What is asked
Count the lines below that contain the string "hull", treating uppercase and lowercase as different, and reply with only the number.

Record set
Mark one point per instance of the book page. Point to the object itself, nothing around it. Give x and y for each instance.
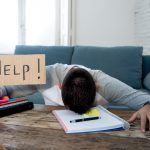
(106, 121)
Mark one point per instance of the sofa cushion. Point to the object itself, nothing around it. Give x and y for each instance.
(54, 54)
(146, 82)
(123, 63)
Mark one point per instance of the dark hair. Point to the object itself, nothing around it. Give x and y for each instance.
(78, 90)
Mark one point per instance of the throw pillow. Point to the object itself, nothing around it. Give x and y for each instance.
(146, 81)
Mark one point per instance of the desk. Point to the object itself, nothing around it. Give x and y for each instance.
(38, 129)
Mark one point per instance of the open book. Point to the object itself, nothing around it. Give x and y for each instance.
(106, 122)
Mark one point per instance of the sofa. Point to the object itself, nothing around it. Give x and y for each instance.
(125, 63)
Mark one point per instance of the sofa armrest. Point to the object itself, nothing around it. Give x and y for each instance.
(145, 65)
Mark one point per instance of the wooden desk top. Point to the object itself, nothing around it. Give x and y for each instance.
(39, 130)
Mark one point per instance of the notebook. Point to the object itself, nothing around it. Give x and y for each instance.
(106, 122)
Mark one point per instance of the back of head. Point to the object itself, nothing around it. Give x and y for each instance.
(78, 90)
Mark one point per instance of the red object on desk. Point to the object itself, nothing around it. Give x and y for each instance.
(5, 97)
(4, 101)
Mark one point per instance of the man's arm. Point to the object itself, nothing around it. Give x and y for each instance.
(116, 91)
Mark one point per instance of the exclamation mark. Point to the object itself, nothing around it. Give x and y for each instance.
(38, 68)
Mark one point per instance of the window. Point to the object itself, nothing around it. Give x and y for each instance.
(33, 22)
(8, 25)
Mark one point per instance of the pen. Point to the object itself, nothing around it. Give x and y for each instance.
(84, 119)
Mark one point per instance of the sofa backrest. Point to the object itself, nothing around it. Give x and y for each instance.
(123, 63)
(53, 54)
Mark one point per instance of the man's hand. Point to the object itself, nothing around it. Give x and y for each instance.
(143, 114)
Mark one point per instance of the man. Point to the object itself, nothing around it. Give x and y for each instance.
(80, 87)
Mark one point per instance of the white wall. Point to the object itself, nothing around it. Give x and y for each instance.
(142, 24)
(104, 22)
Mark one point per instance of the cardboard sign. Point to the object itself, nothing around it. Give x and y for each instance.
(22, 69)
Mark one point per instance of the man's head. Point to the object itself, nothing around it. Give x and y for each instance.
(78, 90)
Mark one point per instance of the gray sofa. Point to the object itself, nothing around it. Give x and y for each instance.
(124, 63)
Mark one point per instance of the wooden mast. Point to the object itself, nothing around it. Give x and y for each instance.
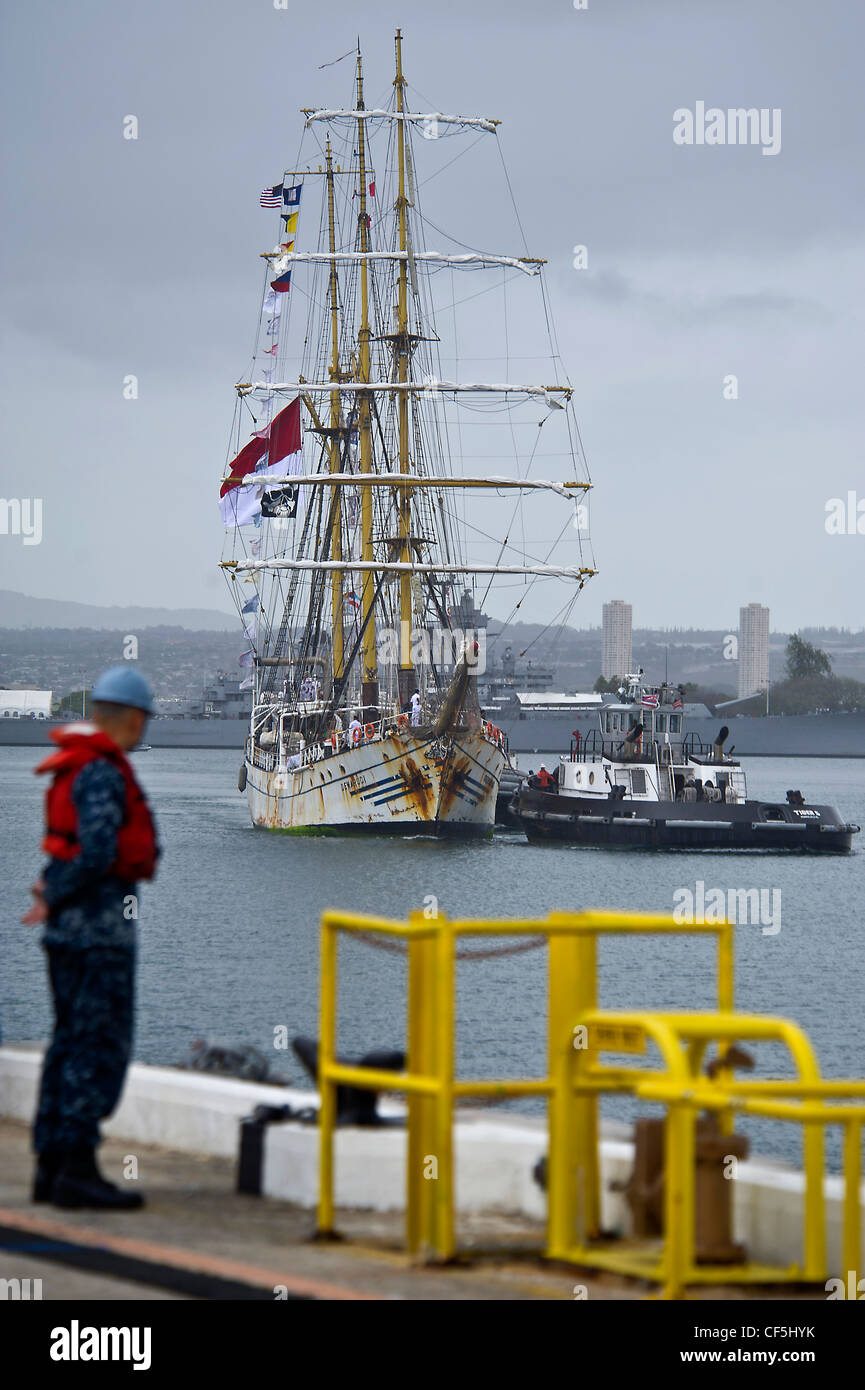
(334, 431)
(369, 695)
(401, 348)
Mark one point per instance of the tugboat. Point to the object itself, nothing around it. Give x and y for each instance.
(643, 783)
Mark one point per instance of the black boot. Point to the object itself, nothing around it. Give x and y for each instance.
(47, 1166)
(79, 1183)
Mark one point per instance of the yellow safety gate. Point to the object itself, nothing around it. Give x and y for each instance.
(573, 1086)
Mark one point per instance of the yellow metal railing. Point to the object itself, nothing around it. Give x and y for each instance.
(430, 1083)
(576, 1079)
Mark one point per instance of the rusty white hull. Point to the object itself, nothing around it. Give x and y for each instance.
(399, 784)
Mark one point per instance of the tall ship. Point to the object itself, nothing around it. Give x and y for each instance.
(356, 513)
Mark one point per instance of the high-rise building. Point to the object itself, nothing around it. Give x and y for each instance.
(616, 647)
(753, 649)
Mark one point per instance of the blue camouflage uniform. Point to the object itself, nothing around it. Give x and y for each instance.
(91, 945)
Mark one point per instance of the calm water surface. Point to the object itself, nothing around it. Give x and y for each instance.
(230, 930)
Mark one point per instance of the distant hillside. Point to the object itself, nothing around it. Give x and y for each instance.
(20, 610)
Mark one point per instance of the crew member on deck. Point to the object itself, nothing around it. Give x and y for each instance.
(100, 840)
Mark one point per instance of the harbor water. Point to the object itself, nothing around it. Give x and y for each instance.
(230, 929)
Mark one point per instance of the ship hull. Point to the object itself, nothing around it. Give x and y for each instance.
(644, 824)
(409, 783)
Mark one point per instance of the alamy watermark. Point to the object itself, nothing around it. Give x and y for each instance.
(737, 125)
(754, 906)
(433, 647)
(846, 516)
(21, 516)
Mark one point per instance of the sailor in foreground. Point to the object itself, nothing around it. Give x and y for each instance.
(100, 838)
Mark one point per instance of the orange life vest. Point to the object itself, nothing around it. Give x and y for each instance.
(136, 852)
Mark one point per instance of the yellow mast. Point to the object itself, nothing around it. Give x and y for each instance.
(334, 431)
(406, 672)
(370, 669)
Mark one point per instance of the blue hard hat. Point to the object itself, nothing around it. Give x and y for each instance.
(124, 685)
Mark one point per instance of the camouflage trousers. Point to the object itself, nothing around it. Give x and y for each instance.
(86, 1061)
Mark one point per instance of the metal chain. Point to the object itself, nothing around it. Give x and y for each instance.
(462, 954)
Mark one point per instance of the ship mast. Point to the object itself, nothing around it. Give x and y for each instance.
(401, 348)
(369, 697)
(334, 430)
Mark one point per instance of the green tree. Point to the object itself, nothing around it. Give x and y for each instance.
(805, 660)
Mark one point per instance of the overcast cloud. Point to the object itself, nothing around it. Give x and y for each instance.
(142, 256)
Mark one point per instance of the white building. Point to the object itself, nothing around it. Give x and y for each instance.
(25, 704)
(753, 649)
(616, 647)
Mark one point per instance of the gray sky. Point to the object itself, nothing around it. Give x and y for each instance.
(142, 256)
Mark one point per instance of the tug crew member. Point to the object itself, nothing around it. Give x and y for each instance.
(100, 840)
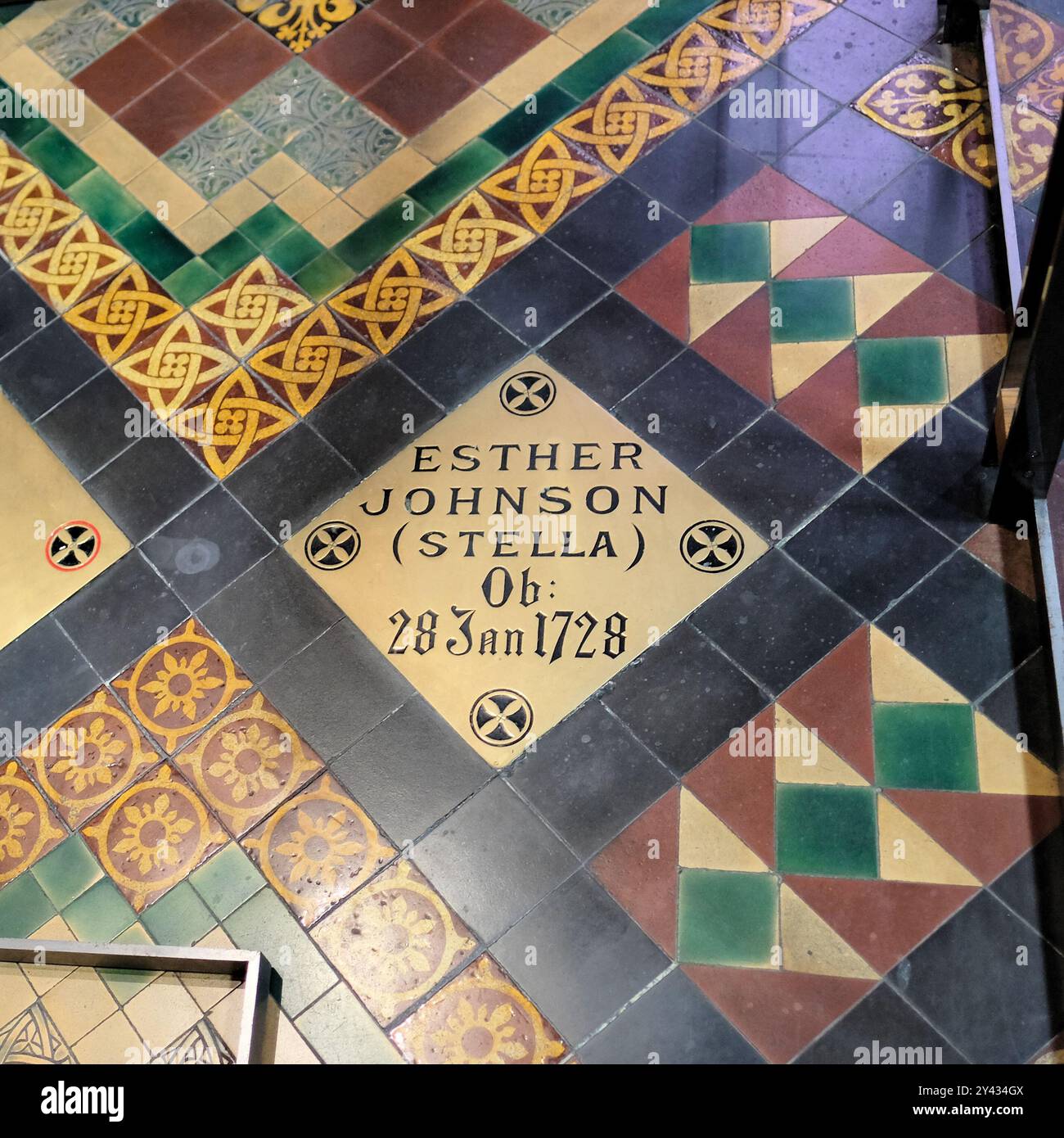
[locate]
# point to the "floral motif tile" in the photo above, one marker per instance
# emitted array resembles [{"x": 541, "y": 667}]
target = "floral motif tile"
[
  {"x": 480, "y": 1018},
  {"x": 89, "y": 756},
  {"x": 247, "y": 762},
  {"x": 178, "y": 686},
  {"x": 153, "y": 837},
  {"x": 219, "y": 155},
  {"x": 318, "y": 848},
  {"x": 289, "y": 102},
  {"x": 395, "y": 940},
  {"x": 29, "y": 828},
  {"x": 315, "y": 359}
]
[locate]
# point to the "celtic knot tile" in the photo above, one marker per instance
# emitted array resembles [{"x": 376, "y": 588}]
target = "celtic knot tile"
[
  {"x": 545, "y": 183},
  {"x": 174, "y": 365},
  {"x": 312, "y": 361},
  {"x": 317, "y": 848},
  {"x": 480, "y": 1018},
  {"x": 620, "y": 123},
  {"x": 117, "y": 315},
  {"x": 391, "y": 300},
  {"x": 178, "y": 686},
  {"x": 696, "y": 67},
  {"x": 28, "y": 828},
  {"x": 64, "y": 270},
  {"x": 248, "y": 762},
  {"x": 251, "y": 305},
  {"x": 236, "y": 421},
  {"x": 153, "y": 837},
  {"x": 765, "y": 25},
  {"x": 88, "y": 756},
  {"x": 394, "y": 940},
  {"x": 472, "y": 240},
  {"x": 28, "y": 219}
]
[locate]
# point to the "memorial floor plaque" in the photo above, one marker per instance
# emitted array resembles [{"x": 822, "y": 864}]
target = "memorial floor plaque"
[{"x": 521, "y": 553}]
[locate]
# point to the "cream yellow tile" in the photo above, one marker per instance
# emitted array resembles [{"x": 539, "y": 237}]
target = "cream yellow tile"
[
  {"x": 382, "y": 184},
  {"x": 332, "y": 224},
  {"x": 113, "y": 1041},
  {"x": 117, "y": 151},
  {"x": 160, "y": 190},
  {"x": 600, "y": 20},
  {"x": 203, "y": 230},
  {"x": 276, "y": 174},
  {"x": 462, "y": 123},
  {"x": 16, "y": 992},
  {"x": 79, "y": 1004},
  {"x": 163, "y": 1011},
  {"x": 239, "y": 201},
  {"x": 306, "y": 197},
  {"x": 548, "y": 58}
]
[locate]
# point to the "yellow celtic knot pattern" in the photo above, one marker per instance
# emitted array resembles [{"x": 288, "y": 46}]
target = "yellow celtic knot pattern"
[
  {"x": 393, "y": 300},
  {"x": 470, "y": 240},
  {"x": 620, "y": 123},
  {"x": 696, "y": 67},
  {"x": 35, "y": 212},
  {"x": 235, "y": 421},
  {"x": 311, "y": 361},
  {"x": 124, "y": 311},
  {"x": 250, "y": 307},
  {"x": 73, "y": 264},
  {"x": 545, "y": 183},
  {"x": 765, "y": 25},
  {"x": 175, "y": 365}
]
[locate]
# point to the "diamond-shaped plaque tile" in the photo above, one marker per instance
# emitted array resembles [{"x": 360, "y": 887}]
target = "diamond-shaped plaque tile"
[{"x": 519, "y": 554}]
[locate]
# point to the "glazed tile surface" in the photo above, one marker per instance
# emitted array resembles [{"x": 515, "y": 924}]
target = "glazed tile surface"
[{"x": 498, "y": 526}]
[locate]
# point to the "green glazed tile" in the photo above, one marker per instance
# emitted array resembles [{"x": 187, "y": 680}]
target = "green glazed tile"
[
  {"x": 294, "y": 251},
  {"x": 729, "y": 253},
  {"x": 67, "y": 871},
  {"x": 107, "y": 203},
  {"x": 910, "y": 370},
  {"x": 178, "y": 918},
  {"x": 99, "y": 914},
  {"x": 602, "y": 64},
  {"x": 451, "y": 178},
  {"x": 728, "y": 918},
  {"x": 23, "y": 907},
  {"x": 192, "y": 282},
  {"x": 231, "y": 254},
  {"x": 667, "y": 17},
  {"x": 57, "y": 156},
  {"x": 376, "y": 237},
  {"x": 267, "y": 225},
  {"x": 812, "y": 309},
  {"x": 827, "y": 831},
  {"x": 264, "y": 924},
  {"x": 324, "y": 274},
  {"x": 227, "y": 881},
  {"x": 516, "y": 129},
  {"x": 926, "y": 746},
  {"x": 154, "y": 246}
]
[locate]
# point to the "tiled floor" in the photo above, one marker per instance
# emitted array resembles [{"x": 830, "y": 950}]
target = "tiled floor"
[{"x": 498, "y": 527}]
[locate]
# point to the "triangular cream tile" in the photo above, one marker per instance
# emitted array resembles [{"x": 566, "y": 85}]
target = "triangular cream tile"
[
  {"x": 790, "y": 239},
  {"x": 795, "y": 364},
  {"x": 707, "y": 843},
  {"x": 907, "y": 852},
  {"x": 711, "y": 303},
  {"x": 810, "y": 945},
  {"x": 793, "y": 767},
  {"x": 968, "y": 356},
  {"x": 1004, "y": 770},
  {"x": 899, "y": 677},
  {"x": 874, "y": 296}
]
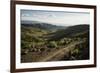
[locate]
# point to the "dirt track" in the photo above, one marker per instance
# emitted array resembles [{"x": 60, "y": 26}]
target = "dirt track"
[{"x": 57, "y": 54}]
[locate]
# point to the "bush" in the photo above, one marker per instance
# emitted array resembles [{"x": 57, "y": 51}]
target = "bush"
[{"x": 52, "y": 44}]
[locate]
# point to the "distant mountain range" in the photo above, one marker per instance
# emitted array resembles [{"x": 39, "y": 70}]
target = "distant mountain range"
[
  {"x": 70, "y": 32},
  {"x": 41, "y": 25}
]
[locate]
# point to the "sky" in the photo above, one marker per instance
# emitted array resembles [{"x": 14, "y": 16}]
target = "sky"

Response below
2